> **Record set**:
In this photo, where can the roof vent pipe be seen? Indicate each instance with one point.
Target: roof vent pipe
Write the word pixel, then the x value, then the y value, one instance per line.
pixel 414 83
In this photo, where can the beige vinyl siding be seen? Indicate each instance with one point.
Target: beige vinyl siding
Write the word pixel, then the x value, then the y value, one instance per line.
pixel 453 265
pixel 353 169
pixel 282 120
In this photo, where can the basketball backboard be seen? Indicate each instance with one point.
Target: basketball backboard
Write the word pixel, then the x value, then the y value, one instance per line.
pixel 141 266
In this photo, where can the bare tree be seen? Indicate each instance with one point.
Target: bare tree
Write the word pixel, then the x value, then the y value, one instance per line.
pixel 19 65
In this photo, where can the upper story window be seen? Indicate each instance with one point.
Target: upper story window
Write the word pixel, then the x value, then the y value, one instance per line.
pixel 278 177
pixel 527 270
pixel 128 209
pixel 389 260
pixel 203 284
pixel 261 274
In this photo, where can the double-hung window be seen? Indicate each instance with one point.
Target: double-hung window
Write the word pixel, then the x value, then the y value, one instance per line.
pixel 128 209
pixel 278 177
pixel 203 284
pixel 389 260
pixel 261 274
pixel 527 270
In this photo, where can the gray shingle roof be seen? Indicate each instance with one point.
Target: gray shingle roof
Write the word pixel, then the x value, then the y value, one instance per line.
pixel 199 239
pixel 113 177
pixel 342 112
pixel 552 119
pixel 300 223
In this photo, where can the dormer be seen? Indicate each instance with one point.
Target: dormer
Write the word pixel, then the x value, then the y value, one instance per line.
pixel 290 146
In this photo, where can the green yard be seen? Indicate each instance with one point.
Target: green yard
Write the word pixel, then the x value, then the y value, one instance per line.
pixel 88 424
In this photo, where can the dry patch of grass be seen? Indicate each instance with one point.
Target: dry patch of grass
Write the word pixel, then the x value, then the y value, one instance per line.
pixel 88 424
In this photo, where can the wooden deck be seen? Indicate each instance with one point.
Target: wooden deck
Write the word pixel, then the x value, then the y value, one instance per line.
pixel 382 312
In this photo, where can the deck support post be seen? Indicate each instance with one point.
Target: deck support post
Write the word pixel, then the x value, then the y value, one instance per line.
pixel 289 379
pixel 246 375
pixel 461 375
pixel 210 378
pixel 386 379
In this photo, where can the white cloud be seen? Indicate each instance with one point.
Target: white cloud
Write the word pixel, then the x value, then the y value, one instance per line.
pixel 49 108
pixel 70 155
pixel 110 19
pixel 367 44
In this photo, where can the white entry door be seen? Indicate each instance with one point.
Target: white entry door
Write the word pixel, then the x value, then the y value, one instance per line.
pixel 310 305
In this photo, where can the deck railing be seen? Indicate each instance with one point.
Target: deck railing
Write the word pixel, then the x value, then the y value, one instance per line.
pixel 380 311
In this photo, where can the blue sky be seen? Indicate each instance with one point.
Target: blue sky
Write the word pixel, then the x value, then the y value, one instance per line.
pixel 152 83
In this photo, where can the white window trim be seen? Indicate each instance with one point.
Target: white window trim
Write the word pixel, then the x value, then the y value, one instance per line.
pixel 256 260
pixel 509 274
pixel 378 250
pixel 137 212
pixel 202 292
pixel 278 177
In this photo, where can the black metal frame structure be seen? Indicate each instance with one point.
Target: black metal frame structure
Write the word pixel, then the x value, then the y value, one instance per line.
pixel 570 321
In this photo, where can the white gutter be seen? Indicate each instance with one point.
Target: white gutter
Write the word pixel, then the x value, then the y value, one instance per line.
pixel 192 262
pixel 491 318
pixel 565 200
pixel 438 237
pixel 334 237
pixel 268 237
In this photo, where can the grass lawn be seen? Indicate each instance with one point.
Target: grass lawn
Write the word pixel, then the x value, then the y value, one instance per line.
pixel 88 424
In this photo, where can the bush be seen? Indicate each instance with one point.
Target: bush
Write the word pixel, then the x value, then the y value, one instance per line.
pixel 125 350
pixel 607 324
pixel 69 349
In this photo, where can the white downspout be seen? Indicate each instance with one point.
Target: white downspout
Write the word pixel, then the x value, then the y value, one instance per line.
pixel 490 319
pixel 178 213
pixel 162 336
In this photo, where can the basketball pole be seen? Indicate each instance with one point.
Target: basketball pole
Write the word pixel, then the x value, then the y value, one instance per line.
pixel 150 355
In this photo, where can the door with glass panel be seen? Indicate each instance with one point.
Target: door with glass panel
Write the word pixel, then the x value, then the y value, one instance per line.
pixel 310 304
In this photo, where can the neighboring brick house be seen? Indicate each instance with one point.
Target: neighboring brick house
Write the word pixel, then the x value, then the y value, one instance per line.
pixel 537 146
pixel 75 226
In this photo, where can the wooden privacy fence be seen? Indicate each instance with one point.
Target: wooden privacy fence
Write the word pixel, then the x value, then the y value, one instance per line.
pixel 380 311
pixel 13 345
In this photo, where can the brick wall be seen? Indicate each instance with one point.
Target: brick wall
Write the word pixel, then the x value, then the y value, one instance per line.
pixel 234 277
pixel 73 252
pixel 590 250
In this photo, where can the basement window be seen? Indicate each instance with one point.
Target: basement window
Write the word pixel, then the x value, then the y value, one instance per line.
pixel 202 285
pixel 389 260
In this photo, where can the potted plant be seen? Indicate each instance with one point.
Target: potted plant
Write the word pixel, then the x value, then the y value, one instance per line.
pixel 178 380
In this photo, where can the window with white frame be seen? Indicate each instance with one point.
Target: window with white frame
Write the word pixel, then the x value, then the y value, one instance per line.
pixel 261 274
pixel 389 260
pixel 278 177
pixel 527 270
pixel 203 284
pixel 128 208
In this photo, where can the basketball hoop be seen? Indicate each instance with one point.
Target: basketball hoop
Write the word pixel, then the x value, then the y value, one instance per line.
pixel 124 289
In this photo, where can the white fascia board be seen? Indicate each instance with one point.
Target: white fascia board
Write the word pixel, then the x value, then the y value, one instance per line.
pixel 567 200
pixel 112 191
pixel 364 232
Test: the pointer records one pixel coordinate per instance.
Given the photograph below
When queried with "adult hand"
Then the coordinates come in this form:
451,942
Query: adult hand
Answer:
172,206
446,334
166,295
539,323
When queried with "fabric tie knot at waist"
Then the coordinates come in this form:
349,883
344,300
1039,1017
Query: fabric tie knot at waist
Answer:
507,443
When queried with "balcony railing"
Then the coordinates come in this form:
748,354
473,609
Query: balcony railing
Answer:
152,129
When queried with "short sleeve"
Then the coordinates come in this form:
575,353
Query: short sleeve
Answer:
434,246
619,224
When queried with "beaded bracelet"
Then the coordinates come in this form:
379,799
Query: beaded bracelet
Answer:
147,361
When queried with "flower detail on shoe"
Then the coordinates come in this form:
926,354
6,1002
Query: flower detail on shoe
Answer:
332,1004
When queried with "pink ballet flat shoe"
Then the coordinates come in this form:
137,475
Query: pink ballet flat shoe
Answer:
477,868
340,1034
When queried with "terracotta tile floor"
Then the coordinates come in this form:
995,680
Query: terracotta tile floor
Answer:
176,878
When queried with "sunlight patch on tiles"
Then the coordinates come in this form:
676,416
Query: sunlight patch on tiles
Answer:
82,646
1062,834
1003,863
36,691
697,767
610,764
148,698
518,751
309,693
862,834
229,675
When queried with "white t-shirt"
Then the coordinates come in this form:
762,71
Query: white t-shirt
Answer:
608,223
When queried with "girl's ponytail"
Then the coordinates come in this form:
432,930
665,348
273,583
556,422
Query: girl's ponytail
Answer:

> **Exercise goal**: Each line from the beginning of the entries to the line with "Target: bare tree" must be repeated exactly, with both end lines kept and no other lines given.

> **Answer area**:
In this photo, where can the roof vent pipe be seen? Indicate each instance with one point.
Target: roof vent pipe
Write the word pixel, then the x value, then the y value, one instance per line.
pixel 414 83
In this photo, where can the beige vinyl siding be seen? Indicate each instance with one point.
Target: beige vinyl siding
Write the word pixel, then the x value, then the y value, one instance per line.
pixel 453 265
pixel 353 169
pixel 282 120
In this photo, where can the basketball backboard be seen? Indicate each instance with one point.
Target: basketball backboard
Write the word pixel, then the x value, then the y value, one instance per line.
pixel 141 266
In this photo, where can the bare tree be seen? Indicate each instance with one point.
Target: bare tree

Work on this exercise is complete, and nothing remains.